Written request 1 —
Could you arrange every line of the saved data rows below as a numbered list, skipping blank lines and leaving out the pictures?

Document excerpt —
........
Three stars of comedy
The third star: Shane Doan—Oh snap.
Shane Doan on the movie 'Miracle': 'When you're Canadian and you win a gold medal you don't need to make a movie about it.'
— Craig Morgan (@craigsmorgan)May 4, 2016
(He's not wrong.)
The second star: Pirates pitcher Gerrit Cole—The 24-year-old all-star got a little worked up cheering on the Penguins.
An usher eventually settled him down.
The first star: Patrik Laine—Auston Matthews may be the presumptive top pick, but Laine stole the show at the draft lottery with this live interview.
He's, um, a laid-back kid. Some people get thrown onto live TV in front of a million views and clam up. This kid doesn't even bother to sit up. Pretty sure he'll be able to handle the intense big-market pressure of Winnipeg just fine.
Be It Resolved
Hockey fans were treated to yet another round of "How late it too late?" this week, thanks to a pair of controversial hits in the Penguins/Capitals series.
On Sunday, Brooks Orpik was suspended three games for this hit on Olli Maatta. The next night, Kris Letang delivered this hit on Marcus Johansson, one that earned him a one-game ban. Both hits were high, both caused an injury, and both led to a furious round of fans defending their own and accusing the league of being biased.
Both hits were also late, delivered against a player who didn't have the puck anymore. That's a hazy section of the rulebook, with nothing actually written down anywhere that defines when a clean check becomes interference. And it all leads to what seems like an obvious question: Why do we allow any late hits at all?
This isn't a new thought. Ken Dryden has been banging the drum for years, as have others. And they're right: When you think about it, standard hockey thinking doesn't make much sense. If you hit a guy a microsecond before the puck arrives, that's dirty, but if you hit him well after it leaves, that might be OK? Why?
........
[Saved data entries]
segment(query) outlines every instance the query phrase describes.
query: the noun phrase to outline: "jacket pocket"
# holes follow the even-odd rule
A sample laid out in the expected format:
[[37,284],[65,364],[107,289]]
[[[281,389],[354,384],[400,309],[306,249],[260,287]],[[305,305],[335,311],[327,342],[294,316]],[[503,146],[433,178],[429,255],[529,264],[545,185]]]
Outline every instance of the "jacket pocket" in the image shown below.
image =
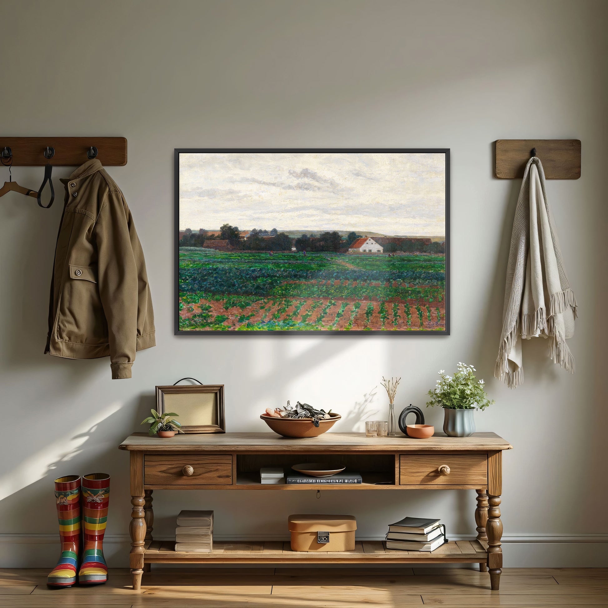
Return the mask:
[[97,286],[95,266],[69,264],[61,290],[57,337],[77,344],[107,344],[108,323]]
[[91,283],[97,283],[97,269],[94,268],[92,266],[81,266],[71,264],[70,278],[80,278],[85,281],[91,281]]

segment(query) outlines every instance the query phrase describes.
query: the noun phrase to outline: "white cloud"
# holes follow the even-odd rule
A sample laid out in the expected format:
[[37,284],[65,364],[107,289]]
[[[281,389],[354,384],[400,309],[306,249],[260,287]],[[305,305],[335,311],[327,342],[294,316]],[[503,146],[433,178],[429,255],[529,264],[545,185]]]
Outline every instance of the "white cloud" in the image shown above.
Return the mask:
........
Written request 2 —
Could you reproduce the hockey text between "Shane Doan on" and "(He's not wrong.)", inclusive, swapping "Canadian" for "American"?

Correct answer 1 —
1. segment(query) outlines every instance the query phrase describes.
2. query: the noun phrase to outline: "jacket pocket"
3. # holes follow the even-odd rule
4. A sample laid out in the expected format:
5. [[37,284],[65,364],[107,289]]
6. [[[281,389],[354,384],[400,309],[306,249],[260,287]],[[305,305],[335,311],[327,342],[294,316]],[[503,146],[433,178],[429,255],[529,264],[545,185]]]
7. Outline every instance of the "jacket pocket" in the image shown below.
8. image =
9. Return the mask:
10. [[97,286],[95,266],[69,264],[61,290],[57,337],[77,344],[107,344],[108,323]]
11. [[91,283],[97,283],[97,269],[94,268],[92,266],[81,266],[71,264],[70,278],[80,278],[85,281],[91,281]]
12. segment(query) outlines every instance the query phrase describes.
13. query: the noun phrase to outline: "white cloud"
14. # holes follow the even-odd rule
15. A sample laid out in the expected format:
16. [[37,284],[65,364],[107,289]]
17. [[[281,389],[354,384],[400,309],[306,249],[260,287]],[[305,305],[335,311],[327,342],[294,316]],[[503,146],[433,178],[429,255],[529,264],[545,185]]]
18. Outline every instance of the "white cloud" in the image shown above.
19. Return the mask:

Correct answer 2 —
Shane Doan on the movie 'Miracle': 'When you're American and you win a gold medal you don't need to make a movie about it.'
— Craig Morgan (@craigsmorgan)May 4, 2016
(He's not wrong.)